# START OF DATA LISTING

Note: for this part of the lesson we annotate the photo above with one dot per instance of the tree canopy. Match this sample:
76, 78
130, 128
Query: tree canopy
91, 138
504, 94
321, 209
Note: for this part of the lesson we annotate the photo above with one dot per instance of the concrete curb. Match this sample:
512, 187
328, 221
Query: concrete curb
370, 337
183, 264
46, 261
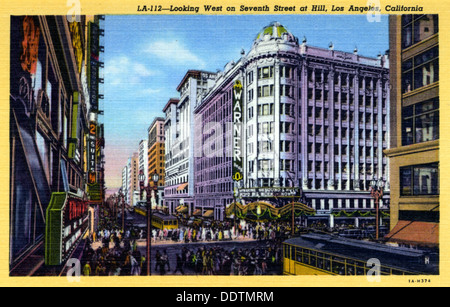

# END OF DATA LISTING

» REQUIREMENT
Could you copy out every line of the entries above, including each request, and add 94 to both coordinates of every answer point, leaving out the pictures?

» REPLY TO THE TASK
Note: for this part of the lesson we annotate the photo above with one dot per instance of the tree canopy. Match this sample:
76, 78
130, 128
Query: tree canopy
185, 232
598, 188
415, 303
Note: for this part of the lesson we annotate the photo above with one dot per instance of the concrete curb. Match this sample:
512, 187
328, 221
Query: concrete curb
464, 431
277, 358
140, 355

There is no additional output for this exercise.